# Selected text
Performance is a funny thing. When the discussion turns to improving a vehicle’s acceleration capabilities, the first thing to come to mind is adding horsepower.. This makes sense, since acceleration is merely a function of horsepower vs. weight: the more power you have to accelerate a given weight, the better it will accelerate. Though adding horsepower is a surefire method of making your car faster, the flip side of the equation is also true. Removing weight from your car has the same effect as adding horsepower; after all, the engine now has much less mass to get moving. This simple acceleration equation should come as no surprise to any enthusiast. Anyone who has ever taken a trip to the strip will attest to the fact that a light car with a big engine will out-accelerate a heavy car with a big engine. The intermediate-sized muscle cars were a good example of this. Now there’s a way to improve both sides of the equation by adding hp and removing weight while adding safety.

# What to do
**1.** In the passage on car acceleration, list every improvement that the closing sentence says the new approach makes at once.
**2.** Carry on the passage about car acceleration from its final sentence.

Saved data entries
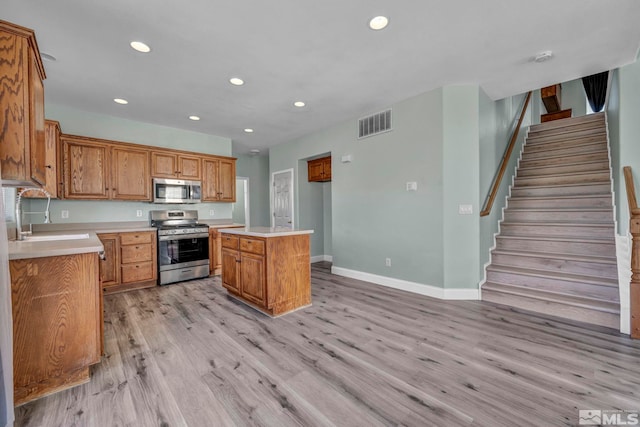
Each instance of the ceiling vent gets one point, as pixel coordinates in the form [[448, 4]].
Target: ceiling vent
[[374, 124]]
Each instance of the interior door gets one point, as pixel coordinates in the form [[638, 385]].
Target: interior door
[[283, 199]]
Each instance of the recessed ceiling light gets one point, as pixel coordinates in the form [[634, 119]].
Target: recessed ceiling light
[[543, 56], [48, 57], [378, 23], [140, 47]]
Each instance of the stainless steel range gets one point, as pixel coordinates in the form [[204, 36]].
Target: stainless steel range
[[183, 245]]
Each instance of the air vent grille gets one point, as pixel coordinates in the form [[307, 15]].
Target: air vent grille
[[374, 124]]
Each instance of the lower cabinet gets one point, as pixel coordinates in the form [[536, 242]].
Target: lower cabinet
[[57, 324], [130, 261], [272, 274]]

# Results for each task
**1.**
- Adding hp
- Removing weight
- Adding safety

**2.**
Recently, we came across a company that offers carbon-fiber driveshafts for car applications. Like most of the other supercool technologies, composite materials such as carbon fiber come to us via the aerospace industry. The merits of a material that is simultaneously lightweight and ultra-strong should be a difficult proposition. If you’re building a component that needs to be strong, no problem; just whip it up out of stainless steel. If you need it light, try aluminum. Unfortunately, the steel would be heavy, and the aluminum might not be strong enough for the intended application. That’s where space-age composites like carbon fiber come into play. The one downside is cost. Much like exotic alloys such as titanium, the trade-off is having to pay the bill. The high cost is one reason it takes so long for the high-tech stuff to trickle down from the aerospace industry to us regular Joes here on terra firma.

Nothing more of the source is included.